Instructions:
[A] In the forum thread below, what resistance does Gizmo say the coil shows on the first fire?
[B] Reproduce the forum thread below word for word, from "I am really" up to and including "kanthal you using?".

Document section:

Sounds great Derick! @Matthee Just the color of the tank. That build at nothing till I get that rsst going


----------



## Andre (2/11/13)




----------



## Gizmo (2/11/13)

I am really confused rap it perfectly first fire works fine and shows 1.5ohms then when I try to fire it again it shows low ohms again. Then I wait a bit and fires that one time again. Pics attached


----------



## fred1sa (2/11/13)

Wow, thats a lot of wraps. What gauge kanthal you using?

Reactions: Like 1


----------



## Gizmo (2/11/13)

28g


----------



## iPWN (2/11/13)

I presume the Zmax is working fine with other device's ?


----------



## Gizmo (2/11/13)

Yea perfectly


----------



## iPWN (2/11/13)

Data entries:
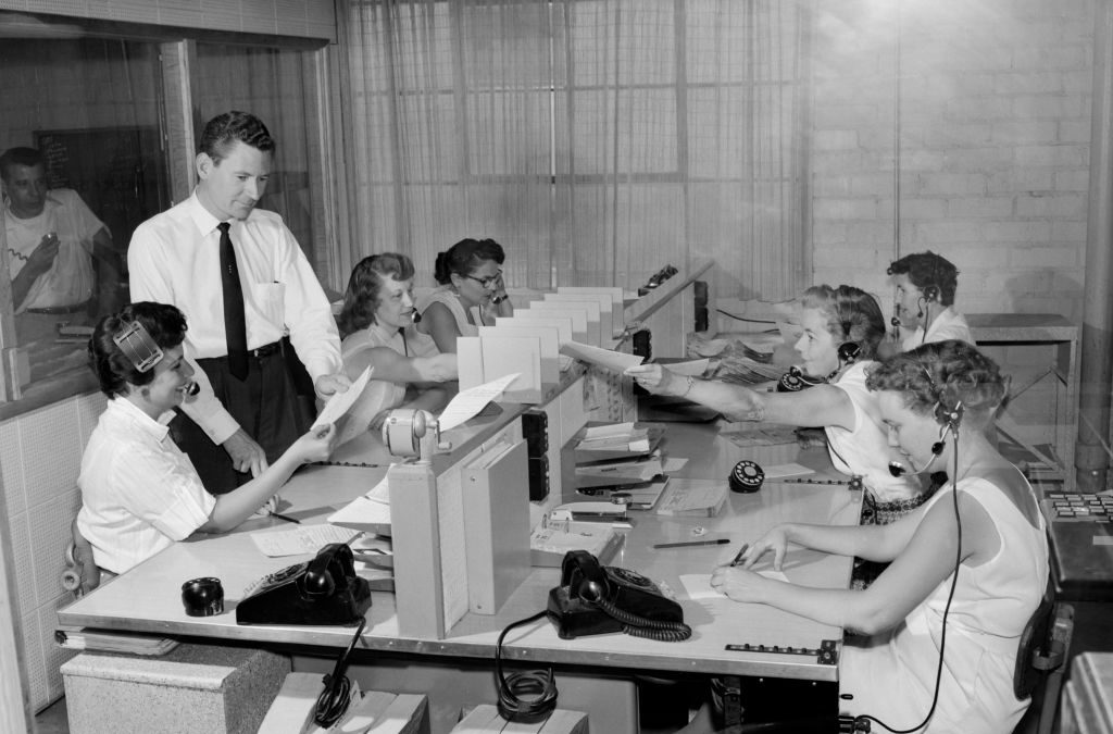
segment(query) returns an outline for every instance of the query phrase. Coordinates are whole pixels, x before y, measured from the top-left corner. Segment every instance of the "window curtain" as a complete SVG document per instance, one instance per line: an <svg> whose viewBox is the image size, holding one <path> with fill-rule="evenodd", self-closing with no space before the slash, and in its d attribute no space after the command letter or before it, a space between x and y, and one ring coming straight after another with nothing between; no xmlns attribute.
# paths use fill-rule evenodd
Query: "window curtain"
<svg viewBox="0 0 1113 734"><path fill-rule="evenodd" d="M511 287L810 282L806 3L344 0L349 265L493 237Z"/></svg>

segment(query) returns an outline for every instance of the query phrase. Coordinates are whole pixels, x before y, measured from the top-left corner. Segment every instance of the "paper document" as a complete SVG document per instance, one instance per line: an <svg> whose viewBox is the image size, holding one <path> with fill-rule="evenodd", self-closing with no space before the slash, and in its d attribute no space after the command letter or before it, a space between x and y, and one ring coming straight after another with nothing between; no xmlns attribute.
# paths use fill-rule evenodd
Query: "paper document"
<svg viewBox="0 0 1113 734"><path fill-rule="evenodd" d="M718 479L671 479L657 506L658 515L715 517L727 501L727 482Z"/></svg>
<svg viewBox="0 0 1113 734"><path fill-rule="evenodd" d="M781 571L775 571L771 568L757 571L766 578L771 578L775 581L786 581L788 577ZM688 594L688 598L696 599L725 599L726 595L718 589L711 588L711 575L710 574L681 574L680 583L684 587L684 591Z"/></svg>
<svg viewBox="0 0 1113 734"><path fill-rule="evenodd" d="M518 372L504 374L498 380L492 380L491 382L456 393L456 397L445 405L444 411L441 412L441 417L437 419L441 431L450 431L467 422L483 410L489 402L498 400L502 395L503 390L506 389L506 385L516 380L518 375Z"/></svg>
<svg viewBox="0 0 1113 734"><path fill-rule="evenodd" d="M636 354L623 354L612 352L609 349L581 344L580 342L569 342L561 344L561 354L568 354L589 364L605 368L612 372L623 372L627 368L638 366L644 358Z"/></svg>
<svg viewBox="0 0 1113 734"><path fill-rule="evenodd" d="M387 477L328 516L333 525L358 528L372 532L385 531L391 526L391 489Z"/></svg>
<svg viewBox="0 0 1113 734"><path fill-rule="evenodd" d="M373 368L368 366L363 371L355 382L345 392L337 392L325 407L321 410L321 414L317 415L317 420L313 422L314 425L326 425L328 423L338 423L338 421L348 413L351 408L356 403L359 397L363 394L364 388L367 386L367 381L371 379ZM376 411L377 412L377 411ZM370 423L370 419L368 419ZM348 420L343 425L337 424L341 434L336 439L336 446L341 446L346 441L351 441L357 434L363 433L367 430L367 424L357 420Z"/></svg>
<svg viewBox="0 0 1113 734"><path fill-rule="evenodd" d="M688 360L686 362L662 362L661 366L673 374L690 374L693 378L698 378L707 372L707 365L709 363L710 360L703 358L701 360Z"/></svg>
<svg viewBox="0 0 1113 734"><path fill-rule="evenodd" d="M357 535L358 530L334 525L303 525L293 530L253 532L252 540L265 555L276 558L315 554L331 542L349 542Z"/></svg>

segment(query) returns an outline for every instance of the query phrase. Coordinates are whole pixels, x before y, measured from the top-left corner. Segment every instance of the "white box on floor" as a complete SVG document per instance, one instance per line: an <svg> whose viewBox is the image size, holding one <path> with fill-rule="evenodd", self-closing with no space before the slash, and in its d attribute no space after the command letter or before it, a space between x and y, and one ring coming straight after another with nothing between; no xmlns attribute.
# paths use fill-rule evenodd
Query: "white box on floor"
<svg viewBox="0 0 1113 734"><path fill-rule="evenodd" d="M255 734L289 669L287 657L247 647L86 652L61 666L70 734Z"/></svg>

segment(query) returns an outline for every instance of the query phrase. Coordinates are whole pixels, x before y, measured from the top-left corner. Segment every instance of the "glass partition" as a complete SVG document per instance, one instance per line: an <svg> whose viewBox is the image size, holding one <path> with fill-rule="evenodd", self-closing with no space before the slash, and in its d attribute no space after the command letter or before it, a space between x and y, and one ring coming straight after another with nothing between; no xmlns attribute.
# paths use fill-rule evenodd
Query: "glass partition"
<svg viewBox="0 0 1113 734"><path fill-rule="evenodd" d="M319 180L321 155L313 154L318 146L307 56L294 49L199 42L190 96L198 137L206 121L230 109L255 114L270 130L274 164L258 206L282 215L319 276L324 254L316 252L309 194L311 180Z"/></svg>
<svg viewBox="0 0 1113 734"><path fill-rule="evenodd" d="M90 326L127 302L131 232L169 204L158 45L72 26L41 37L11 17L0 13L8 400L85 370Z"/></svg>

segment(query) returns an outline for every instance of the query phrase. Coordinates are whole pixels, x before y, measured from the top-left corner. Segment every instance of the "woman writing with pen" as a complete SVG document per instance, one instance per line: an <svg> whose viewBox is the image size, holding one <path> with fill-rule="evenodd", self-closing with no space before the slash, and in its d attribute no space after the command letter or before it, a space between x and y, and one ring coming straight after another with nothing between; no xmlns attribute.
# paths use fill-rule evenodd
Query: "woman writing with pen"
<svg viewBox="0 0 1113 734"><path fill-rule="evenodd" d="M104 317L89 340L89 365L108 405L81 458L81 544L96 565L122 574L195 530L226 532L262 508L303 463L332 453L333 425L315 427L258 477L214 497L166 421L197 394L181 353L186 319L175 306L135 303ZM98 578L82 579L85 589Z"/></svg>
<svg viewBox="0 0 1113 734"><path fill-rule="evenodd" d="M965 342L928 343L876 365L866 386L906 467L946 469L948 483L892 525L778 525L711 586L863 635L839 657L845 714L905 731L1012 732L1030 703L1013 693L1020 638L1048 561L1032 488L983 432L1004 395L997 365ZM864 590L752 570L767 554L779 570L790 545L889 566Z"/></svg>

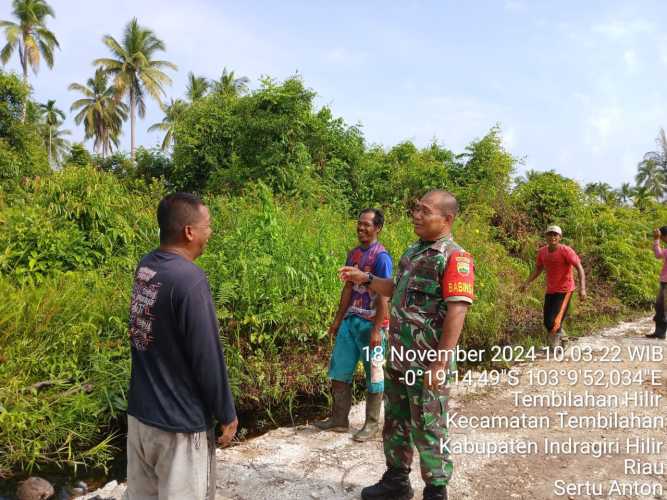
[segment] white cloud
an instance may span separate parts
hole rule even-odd
[[[655,25],[645,19],[635,19],[632,21],[612,19],[594,25],[592,31],[612,40],[620,40],[635,35],[653,33],[655,32]]]
[[[623,61],[629,73],[637,71],[637,53],[634,50],[626,49],[623,51]]]
[[[504,4],[505,10],[509,11],[519,11],[525,8],[525,4],[520,0],[505,0]]]
[[[607,148],[610,138],[622,130],[623,111],[616,104],[599,108],[588,117],[586,139],[593,153]]]
[[[336,47],[326,53],[326,60],[332,64],[358,65],[366,60],[366,54],[363,52],[353,52],[344,47]]]

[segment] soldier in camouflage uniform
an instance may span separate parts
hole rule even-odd
[[[474,283],[472,256],[451,236],[457,211],[456,199],[446,191],[431,191],[419,200],[413,223],[420,240],[401,257],[395,280],[350,267],[340,270],[342,279],[392,297],[383,430],[387,471],[362,490],[364,500],[412,498],[413,443],[426,484],[423,498],[447,498],[453,468],[441,446],[447,440],[447,374],[456,369],[451,354]]]

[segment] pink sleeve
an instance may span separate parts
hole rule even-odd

Exercise answers:
[A] 1.5 ohms

[B]
I am really confused rap it perfectly first fire works fine and shows 1.5ohms then when I try to fire it again it shows low ohms again. Then I wait a bit and fires that one time again. Pics attached


----------



## fred1sa (2/11/13)

Wow, thats a lot of wraps. What gauge kanthal you using?